**GIVEN PASSAGE**:
○ ○ ○ ○ ○ ○ ○
CREATE EXTENSION IF NOT EXISTS pg_search;
CREATE EXTENSION IF NOT EXISTS pg_pinyin;
CREATE TABLE voice (
id bigserial PRIMARY KEY,
description text NOT NULL,
pinyin text GENERATED ALWAYS AS (public.pinyin_word_romanize(description)) STORED
);
CREATE INDEX voice_pinyin_bm25_idx
ON voice
USING bm25 (id, pinyin)
WITH (key_field='id');
SELECT *
FROM voice
WHERE pinyin @@@ public.pinyin_regex_phrase('zhengshuang');
SELECT public.pinyin_word_romanize('郑爽ABC'::pdb.icu::text[]);pinyin_regex_phrase has return type pdb.query, so pg_search must be enabled in the database before pg_pinyin is created. If pg_pinyin is created first, upstream documents that the romanization functions are installed, but pinyin_regex_phrase is installed as an error stub with a clear exception.
Dictionary Tables
The extension seeds bundled dictionary tables under schema pinyin during CREATE EXTENSION pg_pinyin; no separate data-load step is needed for normal extension usage. The bundled data covers character mappings, word tokens, and word mappings.
Provide custom dictionary tables in schema pinyin with a suffix. Calls using that suffix merge the base dictionary with the suffix tables, and suffix entries take priority.
CREATE TABLE IF NOT EXISTS pinyin.pinyin_mapping_suffix1 (
character text PRIMARY KEY,
pinyin text NOT NULL
);
CREATE TABLE IF NOT EXISTS pinyin.pinyin_words_suffix1 (
word text PRIMARY KEY,
pinyin text NOT NULL
);
INSERT INTO pinyin.pinyin_mapping_suffix1 (character, pinyin)
VALUES ('郑', '|zhengx|')
ON CONFLICT (character) DO UPDATE SET pinyin = EXCLUDED.pinyin;
INSERT INTO pinyin.pinyin_words_suffix1 (word, pinyin)
VALUES ('郑爽', '|zhengx| |shuangx|')
ON CONFLICT (word) DO UPDATE SET pinyin = EXCLUDED.pinyin;
SELECT public.pinyin_char_romanize('郑爽ABC', '_suffix1');
SELECT public.pinyin_word_romanize('郑爽ABC'::pdb.icu::text[], '_suffix1');
○ ○ ○ ○ ○ ○ ○
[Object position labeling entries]
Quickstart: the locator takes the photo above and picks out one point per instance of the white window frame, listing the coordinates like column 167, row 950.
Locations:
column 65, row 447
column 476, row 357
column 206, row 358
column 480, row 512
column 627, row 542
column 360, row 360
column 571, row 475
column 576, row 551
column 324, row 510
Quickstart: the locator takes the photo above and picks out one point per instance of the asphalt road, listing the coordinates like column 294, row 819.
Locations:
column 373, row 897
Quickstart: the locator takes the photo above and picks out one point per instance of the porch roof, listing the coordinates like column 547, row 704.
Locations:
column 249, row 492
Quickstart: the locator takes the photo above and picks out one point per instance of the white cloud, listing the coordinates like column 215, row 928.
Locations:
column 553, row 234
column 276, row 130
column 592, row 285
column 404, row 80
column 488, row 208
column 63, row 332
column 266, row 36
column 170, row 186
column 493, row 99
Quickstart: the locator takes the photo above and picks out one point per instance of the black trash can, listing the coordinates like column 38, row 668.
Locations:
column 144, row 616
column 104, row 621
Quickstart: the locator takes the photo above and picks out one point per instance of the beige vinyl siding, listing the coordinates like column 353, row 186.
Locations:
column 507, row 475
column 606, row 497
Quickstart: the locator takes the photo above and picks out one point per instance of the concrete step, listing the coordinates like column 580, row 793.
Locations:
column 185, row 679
○ ○ ○ ○ ○ ○ ○
**THINGS TO DO**:
**A)** According to the pg_pinyin passage, why must pg_search be enabled in the database before pg_pinyin is created?
**B)** Repeat everything in the pg_pinyin passage from "ON CONFLICT (character)" down to "('郑爽', '|zhengx| |shuangx|')".
This listing has no connection to the pg_pinyin passage.

**THE SOLUTIONS**:
**A)** The function pinyin_regex_phrase has the return type pdb.query, which pg_search supplies. If pg_pinyin is created first, the romanization functions are still installed, but pinyin_regex_phrase becomes an error stub that raises a clear exception.

**B)**
ON CONFLICT (character) DO UPDATE SET pinyin = EXCLUDED.pinyin;
INSERT INTO pinyin.pinyin_words_suffix1 (word, pinyin)
VALUES ('郑爽', '|zhengx| |shuangx|')